_Information shown:_
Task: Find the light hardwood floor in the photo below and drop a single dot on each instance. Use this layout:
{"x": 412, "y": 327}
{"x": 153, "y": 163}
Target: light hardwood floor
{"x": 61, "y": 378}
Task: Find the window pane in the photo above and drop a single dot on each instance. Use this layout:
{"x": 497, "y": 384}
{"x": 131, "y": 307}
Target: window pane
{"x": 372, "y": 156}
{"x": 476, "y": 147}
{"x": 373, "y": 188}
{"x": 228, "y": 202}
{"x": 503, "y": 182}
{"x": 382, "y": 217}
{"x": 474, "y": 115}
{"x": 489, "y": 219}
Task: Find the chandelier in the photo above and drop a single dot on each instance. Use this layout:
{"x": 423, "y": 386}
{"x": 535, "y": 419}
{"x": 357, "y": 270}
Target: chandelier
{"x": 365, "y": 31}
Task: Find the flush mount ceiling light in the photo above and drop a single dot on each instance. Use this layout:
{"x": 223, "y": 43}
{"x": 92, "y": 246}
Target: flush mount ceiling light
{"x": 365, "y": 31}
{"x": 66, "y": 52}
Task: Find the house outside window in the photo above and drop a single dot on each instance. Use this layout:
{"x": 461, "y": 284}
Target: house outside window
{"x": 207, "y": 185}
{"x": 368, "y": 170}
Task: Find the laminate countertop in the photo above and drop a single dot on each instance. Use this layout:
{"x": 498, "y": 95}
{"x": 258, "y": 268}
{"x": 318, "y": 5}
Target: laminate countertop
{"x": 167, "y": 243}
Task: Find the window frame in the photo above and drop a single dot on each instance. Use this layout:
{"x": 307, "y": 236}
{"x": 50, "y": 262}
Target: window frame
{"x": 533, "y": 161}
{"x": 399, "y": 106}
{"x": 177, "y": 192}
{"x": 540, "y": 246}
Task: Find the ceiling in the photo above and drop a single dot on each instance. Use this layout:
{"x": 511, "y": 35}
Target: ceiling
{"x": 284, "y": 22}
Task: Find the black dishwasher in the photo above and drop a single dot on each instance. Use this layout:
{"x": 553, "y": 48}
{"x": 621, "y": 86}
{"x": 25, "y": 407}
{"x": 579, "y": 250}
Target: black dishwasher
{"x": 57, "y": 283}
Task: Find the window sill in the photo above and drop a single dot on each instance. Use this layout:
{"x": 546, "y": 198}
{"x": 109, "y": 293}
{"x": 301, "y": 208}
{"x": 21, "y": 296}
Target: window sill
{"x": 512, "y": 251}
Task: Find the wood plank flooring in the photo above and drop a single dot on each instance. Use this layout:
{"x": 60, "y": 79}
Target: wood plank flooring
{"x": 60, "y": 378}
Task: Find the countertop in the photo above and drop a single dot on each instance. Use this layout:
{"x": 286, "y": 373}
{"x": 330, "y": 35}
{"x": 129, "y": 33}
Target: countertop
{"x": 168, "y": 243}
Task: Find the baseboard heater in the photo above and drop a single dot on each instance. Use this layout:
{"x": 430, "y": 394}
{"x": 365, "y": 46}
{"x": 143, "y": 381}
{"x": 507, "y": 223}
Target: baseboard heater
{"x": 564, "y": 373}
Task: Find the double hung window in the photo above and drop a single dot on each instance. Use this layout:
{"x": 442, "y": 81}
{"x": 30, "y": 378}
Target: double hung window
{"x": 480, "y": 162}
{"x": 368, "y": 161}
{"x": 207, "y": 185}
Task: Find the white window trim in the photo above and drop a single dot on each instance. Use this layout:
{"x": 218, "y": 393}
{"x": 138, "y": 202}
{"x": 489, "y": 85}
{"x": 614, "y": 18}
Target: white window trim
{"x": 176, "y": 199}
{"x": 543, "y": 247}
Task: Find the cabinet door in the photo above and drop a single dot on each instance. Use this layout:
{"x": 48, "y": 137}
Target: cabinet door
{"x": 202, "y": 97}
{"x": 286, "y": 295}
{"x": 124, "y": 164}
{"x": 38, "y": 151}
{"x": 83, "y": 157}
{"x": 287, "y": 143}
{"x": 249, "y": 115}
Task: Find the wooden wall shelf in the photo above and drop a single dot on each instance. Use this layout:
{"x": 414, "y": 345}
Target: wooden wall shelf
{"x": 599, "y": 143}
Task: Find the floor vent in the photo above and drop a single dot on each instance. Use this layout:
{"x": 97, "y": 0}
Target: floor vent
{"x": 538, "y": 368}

---

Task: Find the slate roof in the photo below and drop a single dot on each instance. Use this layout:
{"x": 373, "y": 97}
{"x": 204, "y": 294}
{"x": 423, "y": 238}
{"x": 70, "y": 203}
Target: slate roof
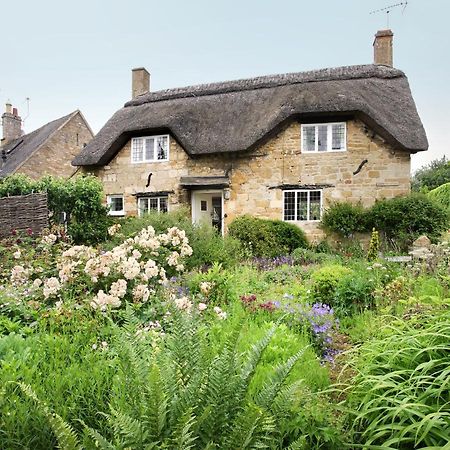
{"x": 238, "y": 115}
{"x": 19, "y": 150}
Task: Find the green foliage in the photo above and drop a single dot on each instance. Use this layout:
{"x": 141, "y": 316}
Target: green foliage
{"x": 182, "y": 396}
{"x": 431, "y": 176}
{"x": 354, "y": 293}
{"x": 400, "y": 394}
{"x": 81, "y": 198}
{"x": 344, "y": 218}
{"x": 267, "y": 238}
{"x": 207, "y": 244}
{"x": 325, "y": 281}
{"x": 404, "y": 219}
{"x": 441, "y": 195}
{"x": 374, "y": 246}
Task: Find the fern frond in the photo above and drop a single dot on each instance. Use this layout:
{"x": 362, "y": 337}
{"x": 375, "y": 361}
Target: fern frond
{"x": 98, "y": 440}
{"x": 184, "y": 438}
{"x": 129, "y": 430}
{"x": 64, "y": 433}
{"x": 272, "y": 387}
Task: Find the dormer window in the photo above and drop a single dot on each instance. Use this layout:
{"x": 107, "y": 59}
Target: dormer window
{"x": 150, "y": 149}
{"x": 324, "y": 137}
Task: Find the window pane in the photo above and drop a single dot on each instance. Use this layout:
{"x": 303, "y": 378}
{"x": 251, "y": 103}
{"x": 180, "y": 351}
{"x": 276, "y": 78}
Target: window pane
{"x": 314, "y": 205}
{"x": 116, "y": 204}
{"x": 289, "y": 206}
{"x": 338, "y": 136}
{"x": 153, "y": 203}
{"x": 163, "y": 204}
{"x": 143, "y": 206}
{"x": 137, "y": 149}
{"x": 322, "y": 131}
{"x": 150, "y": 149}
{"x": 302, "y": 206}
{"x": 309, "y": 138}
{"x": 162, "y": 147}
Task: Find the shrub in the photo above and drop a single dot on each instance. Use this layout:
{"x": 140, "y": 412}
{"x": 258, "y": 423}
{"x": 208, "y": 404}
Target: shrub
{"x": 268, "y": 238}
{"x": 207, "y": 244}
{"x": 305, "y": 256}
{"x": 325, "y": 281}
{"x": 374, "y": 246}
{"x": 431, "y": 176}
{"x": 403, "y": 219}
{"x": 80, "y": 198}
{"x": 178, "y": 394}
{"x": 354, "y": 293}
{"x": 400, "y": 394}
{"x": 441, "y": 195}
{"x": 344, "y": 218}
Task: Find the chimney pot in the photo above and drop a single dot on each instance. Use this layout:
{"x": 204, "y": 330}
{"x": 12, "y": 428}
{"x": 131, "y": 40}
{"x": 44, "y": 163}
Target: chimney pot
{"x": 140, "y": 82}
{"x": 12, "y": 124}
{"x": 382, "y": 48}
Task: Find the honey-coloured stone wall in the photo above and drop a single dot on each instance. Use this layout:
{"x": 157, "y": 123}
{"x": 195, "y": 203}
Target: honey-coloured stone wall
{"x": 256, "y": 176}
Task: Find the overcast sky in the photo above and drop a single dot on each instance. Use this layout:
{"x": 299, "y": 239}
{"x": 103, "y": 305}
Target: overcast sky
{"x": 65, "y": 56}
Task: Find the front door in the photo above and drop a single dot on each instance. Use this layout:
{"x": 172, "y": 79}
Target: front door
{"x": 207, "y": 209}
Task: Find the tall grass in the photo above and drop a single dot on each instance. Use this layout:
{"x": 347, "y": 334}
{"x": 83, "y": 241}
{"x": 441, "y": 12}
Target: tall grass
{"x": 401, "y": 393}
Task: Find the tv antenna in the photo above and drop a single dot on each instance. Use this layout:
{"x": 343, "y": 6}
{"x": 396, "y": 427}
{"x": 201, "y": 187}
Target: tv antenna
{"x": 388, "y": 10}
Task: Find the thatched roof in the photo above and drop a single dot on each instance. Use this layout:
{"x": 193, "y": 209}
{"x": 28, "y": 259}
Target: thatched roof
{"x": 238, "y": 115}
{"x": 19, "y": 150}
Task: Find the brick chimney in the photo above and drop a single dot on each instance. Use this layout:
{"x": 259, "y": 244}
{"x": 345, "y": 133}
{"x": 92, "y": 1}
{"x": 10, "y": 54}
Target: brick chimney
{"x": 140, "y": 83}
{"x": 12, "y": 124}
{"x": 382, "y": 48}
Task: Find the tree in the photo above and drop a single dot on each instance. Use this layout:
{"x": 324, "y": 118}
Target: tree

_What is needed:_ Pull out every line of the records above that contains the string "flooring", and copy each one in its original order.

_Solution for this exercise:_
Task: Find the wood plank flooring in the photo above and drop a single dot on each instance. Use this layout:
Target: wood plank flooring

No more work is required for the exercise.